▶ _Written exercise_
How many lines in the rows below contain the word "forest"? Reply with the number only.

Collected data
=-=-=-=-=

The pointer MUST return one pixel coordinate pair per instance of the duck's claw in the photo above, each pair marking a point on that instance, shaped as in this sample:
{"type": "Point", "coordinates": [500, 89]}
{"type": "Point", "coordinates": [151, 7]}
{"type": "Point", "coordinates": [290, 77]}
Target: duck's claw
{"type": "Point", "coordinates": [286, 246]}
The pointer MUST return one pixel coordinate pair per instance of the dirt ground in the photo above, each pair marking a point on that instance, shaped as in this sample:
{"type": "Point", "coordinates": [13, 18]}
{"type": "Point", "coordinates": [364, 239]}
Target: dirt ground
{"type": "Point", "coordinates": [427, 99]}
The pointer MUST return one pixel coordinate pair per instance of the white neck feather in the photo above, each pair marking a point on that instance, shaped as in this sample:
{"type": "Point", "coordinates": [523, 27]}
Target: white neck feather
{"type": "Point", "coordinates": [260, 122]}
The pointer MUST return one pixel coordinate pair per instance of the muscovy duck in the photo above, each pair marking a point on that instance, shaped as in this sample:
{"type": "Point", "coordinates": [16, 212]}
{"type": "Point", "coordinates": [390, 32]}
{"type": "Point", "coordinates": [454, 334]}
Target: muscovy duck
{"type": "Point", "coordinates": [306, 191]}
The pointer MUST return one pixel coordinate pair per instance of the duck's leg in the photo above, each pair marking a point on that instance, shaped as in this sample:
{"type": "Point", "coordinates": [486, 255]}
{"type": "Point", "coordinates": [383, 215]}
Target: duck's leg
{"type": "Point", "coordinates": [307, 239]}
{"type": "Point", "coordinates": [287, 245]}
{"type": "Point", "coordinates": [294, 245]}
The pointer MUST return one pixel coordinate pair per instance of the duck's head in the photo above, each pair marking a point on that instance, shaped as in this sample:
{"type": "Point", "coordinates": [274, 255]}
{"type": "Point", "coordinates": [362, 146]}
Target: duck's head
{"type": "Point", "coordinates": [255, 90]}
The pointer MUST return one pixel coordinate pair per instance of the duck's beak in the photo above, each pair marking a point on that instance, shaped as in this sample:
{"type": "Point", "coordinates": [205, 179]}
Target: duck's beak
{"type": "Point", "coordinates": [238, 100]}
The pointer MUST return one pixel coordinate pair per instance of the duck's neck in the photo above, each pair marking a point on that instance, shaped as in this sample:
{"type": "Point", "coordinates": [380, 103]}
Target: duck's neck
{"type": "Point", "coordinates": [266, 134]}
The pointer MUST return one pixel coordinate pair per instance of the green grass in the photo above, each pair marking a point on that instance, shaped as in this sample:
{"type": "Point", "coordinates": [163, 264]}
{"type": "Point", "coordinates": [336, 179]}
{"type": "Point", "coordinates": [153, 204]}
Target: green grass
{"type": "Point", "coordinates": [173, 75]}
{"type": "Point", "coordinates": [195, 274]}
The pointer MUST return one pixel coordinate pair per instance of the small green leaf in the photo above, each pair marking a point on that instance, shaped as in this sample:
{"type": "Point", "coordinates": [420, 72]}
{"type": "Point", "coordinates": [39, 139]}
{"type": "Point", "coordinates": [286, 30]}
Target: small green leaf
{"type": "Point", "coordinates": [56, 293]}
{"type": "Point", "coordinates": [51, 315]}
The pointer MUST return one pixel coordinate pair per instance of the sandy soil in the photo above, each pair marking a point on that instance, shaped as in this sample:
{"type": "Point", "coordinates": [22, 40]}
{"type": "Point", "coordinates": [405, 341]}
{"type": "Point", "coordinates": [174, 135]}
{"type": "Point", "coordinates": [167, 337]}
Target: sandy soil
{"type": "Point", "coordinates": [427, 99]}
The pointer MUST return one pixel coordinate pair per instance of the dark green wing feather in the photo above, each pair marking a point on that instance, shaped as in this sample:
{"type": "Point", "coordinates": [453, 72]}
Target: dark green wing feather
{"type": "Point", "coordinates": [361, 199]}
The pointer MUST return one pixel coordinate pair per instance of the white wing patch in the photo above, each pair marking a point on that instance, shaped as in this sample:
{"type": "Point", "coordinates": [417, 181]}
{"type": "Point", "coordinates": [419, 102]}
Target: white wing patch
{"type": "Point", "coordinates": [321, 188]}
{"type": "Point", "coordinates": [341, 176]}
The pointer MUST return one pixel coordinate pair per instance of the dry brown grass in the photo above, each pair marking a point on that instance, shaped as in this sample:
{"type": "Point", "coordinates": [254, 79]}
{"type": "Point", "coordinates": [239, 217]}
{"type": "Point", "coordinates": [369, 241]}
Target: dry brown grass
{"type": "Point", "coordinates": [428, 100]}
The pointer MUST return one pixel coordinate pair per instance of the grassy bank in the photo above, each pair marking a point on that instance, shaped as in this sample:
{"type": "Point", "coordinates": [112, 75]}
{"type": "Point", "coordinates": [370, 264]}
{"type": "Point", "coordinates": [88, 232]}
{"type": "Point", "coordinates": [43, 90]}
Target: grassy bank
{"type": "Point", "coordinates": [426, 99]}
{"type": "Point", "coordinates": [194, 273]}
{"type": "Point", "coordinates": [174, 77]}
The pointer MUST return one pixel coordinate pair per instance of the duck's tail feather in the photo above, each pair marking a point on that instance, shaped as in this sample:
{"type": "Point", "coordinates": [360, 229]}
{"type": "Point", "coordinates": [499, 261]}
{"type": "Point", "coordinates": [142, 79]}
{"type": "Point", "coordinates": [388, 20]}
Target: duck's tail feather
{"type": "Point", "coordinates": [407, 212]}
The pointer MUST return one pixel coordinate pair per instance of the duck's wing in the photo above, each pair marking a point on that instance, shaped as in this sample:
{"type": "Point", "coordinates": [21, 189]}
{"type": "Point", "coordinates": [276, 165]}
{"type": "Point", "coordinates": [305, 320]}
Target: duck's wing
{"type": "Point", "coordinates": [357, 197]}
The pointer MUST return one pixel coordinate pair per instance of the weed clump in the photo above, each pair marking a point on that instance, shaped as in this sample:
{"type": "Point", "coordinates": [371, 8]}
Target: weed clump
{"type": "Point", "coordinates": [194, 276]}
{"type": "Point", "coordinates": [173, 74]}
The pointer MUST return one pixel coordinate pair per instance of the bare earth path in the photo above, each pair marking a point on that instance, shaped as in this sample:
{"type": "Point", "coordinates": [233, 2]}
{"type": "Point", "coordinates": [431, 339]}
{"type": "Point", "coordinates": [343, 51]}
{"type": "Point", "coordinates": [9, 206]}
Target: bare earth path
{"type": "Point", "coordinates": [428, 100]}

=-=-=-=-=

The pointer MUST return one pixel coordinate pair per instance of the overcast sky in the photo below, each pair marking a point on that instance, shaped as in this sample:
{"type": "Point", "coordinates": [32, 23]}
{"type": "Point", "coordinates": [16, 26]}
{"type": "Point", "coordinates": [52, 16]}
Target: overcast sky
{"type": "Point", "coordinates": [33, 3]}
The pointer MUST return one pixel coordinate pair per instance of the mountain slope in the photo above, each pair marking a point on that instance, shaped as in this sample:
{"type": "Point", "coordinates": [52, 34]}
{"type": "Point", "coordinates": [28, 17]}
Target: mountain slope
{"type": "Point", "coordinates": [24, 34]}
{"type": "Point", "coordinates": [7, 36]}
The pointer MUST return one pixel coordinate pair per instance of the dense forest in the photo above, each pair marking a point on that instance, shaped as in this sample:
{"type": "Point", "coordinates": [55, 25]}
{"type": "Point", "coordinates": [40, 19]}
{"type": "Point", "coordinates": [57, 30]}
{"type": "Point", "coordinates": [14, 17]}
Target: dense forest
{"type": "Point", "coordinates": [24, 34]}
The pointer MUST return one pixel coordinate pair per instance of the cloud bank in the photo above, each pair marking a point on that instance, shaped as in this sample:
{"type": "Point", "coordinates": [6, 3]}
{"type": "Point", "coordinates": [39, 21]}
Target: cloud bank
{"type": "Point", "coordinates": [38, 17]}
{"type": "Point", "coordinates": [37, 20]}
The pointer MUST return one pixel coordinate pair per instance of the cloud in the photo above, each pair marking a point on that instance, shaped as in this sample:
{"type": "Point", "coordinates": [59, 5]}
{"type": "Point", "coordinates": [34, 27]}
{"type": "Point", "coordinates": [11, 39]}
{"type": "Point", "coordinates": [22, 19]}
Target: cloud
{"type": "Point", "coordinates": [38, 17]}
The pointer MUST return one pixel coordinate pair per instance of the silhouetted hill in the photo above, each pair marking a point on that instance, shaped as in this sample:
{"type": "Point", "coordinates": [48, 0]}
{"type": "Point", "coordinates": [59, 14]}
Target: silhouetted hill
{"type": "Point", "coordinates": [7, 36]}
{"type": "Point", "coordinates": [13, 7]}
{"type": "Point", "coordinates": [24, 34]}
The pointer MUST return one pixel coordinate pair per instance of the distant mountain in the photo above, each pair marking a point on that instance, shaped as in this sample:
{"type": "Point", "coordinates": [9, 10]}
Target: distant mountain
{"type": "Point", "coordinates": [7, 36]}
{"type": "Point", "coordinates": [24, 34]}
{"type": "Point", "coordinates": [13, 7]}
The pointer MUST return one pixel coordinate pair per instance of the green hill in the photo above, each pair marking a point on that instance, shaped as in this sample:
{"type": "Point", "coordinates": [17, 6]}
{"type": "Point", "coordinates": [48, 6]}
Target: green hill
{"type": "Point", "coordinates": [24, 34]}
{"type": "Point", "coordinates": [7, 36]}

=-=-=-=-=

▶ _Task output_
2